Consigne écrite a: Selon l'extrait à lire, quelles pièces de la Déclaration n'étaient pas notariées ?

Extrait à lire:

════════════════

Motifs de la décision

[17] Dès le départ, je veux aborder deux questions relatives à la preuve.

[18] D’abord, lors de l’audience, j’ai remarqué que les Pièces 7 et 9 dans ma copie de la Déclaration n’étaient pas notariées. Puisque la Partie requérante n’a soulevé aucune objection aux pièces et, compte tenu du but et de l’intention de l’article 45 ainsi que du fait que Mme Carrier a décrit les pièces dans la Déclaration, j’accepte les pièces comme faisant partie de la preuve.

[19] Deuxièmement, la Partie requérante a souligné que Mme Carrier a indiqué une période pertinente erronée de mars 2018 au 15 octobre 2021, ce qui rend la preuve contenue dans sa déclaration ambiguë. Bien qu’il y ait une description erronée de la période pertinente, je n’estime pas que cela soit problématique lorsque la preuve est lue dans son ensemble, compte tenu particulièrement du fait que bon nombre des pièces fournies par Mme Carrier sont en date de la période pertinente.

[20] En ce qui a trait aux questions liées à la substance soulevées par la Partie requérante, j’ai gardé à l’esprit que la preuve dans une procédure en vertu de l’article 45 doit être considérée dans son ensemble, et le fait de se concentrer sur des éléments de preuve individuels n’est pas la bonne approche [Kvas Miller Everitt c Compute (Bridgend) Limited (2005), 47 CPR (4th) 209 (COMC); Fraser Milner Casgrain LLP c Canadian Distribution Channel Inc (2009), 78 CPR (4th) 278 (COMC)]. De plus, la preuve fournie permet raisonnablement de tirer des inférences [Eclipse International Fashions Canada Inc c Shapiro Cohen, 2005 CAF 64]. Enfin, en l’absence d’une preuve contraire, il convient d’admettre sans réserve les déclarations faites par un déposant et d’accorder une crédibilité substantielle aux déclarations contenues dans un affidavit produit dans le cadre de la procédure en vertu de l’article 45 [Oyen Wiggs Green & Mutala LLP c Atari Interactive Inc, 2018 COMC 79].

Produits

[21] La définition pertinente d’emploi est énoncée à l’article 4(1) de la Loi comme suit :

Une marque de commerce est réputée employée en liaison avec des produits si, lors du transfert de la propriété ou de la possession de ces produits, dans la pratique normale du commerce, elle est apposée sur les produits mêmes ou sur les emballages dans lesquels ces produits sont distribués, ou si elle est, de toute autre manière, liée aux produits à tel point qu’avis de liaison est alors donné à la personne à qui la propriété ou possession est transférée.

════════════════

(Éléments issus d'une source de données)
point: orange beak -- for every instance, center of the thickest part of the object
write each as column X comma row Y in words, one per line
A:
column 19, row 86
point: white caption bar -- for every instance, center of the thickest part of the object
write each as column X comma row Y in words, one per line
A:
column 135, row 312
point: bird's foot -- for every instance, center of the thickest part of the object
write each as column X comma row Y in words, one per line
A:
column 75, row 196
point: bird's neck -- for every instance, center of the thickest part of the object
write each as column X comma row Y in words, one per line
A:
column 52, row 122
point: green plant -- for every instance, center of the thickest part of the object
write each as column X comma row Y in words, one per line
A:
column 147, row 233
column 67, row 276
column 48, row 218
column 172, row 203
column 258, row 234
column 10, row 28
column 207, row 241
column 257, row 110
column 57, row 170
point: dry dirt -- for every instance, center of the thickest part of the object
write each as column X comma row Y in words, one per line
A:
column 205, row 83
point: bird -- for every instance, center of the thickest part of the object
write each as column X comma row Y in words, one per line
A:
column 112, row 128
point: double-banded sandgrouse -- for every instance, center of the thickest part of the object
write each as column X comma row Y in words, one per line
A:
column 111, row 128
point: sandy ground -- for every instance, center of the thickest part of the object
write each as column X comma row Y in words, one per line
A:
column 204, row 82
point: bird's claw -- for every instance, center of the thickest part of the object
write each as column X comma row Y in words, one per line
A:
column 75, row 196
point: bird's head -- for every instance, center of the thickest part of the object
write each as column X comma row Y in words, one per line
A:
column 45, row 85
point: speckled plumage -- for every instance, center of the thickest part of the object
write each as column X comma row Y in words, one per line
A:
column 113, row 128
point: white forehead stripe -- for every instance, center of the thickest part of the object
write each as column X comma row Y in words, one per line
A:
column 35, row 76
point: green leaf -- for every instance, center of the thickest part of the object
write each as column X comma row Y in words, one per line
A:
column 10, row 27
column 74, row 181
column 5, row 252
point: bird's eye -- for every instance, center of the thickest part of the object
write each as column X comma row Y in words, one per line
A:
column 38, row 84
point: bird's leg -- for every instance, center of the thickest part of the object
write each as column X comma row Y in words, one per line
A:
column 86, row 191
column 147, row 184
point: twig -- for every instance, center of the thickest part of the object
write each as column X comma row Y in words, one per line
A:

════════════════

Consigne écrite b: Disposez en CSV à deux colonnes, « texte » et « réponse », les enregistrements allant de la ligne contenant « point: white caption » à la ligne contenant « column 52, row 122 », bornes incluses. Prévoyez une ligne par enregistrement, avec chaque champ entre guillemets et les sauts de ligne remplacés par des espaces.

Réponse complète a: Les Pièces 7 et 9.

Réponse complète b:
texte,réponse
"point: white caption bar -- for every instance, center of the thickest part of the object write each as column X comma row Y in words, one per line A:","column 135, row 312"
"point: bird's foot -- for every instance, center of the thickest part of the object write each as column X comma row Y in words, one per line A:","column 75, row 196"
"point: bird's neck -- for every instance, center of the thickest part of the object write each as column X comma row Y in words, one per line A:","column 52, row 122"